Moreover, Petitioner cannot avoid procedural default through a showing of “cause for
default and prejudice.” See supra Section II.B. Excuse of procedural default requires a showing
that some external impediment actually prevented counsel from raising the claim. McCleskey v.
Zant, 499 U.S. 467, 497 (1991); Murray v. Carrier, 477 U.S. 478, 492 (1986). Petitioner
concedes that the claim is procedurally barred, but argues that it would not be barred but for his
trial counsel’s errors. (Reply14 at 2). Though Petitioner argues that his trial counsel was
constitutionally ineffective, this claim fails. See infra Section III.D; McCleskey, 499 U.S. at 494
(“Attorney error short of ineffective assistance of counsel . . . does not constitute cause and will
not excuse a procedural default.”). Further, this contention does not excuse Petitioner’s failure to
allege a constitutional violation in his appeal to the Second Department, his request for leave to
appeal to the Court of Appeals, or his Petition. Therefore, the Court is barred from reviewing
this claim.

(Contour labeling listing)
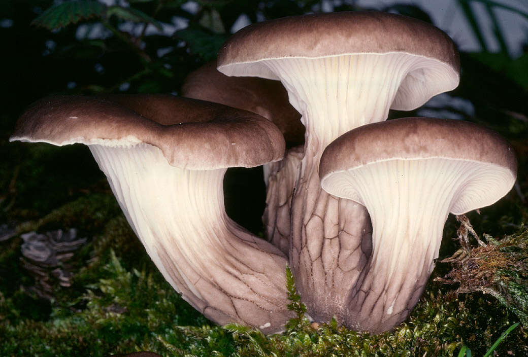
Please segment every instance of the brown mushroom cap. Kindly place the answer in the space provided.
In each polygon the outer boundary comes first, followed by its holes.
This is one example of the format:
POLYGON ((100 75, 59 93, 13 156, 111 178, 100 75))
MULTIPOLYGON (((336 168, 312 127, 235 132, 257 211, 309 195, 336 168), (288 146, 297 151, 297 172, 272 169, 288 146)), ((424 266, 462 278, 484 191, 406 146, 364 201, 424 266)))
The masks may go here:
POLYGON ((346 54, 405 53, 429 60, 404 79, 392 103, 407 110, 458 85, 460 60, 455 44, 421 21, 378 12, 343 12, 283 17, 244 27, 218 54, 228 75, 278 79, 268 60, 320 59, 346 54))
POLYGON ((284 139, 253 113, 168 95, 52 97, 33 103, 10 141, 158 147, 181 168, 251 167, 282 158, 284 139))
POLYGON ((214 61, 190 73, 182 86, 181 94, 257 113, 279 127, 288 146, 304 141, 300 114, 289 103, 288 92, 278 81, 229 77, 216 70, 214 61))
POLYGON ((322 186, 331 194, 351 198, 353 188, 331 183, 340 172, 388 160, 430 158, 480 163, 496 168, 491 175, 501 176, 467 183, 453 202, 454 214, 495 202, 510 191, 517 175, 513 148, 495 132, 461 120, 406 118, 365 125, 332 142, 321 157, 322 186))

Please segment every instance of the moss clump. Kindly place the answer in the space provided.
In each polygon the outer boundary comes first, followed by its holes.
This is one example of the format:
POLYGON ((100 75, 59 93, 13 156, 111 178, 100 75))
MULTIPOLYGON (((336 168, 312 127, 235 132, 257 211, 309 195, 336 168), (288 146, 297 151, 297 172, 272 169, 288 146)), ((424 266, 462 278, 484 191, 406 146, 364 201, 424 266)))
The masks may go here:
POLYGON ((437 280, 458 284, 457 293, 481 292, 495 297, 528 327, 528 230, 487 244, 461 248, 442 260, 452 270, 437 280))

GIVEN EXERCISE: From the procedural default passage above, set down everything from "Zant, 499 U.S." down to "this claim.".

RESULT:
Zant, 499 U.S. 467, 497 (1991); Murray v. Carrier, 477 U.S. 478, 492 (1986). Petitioner
concedes that the claim is procedurally barred, but argues that it would not be barred but for his
trial counsel’s errors. (Reply14 at 2). Though Petitioner argues that his trial counsel was
constitutionally ineffective, this claim fails. See infra Section III.D; McCleskey, 499 U.S. at 494
(“Attorney error short of ineffective assistance of counsel . . . does not constitute cause and will
not excuse a procedural default.”). Further, this contention does not excuse Petitioner’s failure to
allege a constitutional violation in his appeal to the Second Department, his request for leave to
appeal to the Court of Appeals, or his Petition. Therefore, the Court is barred from reviewing
this claim.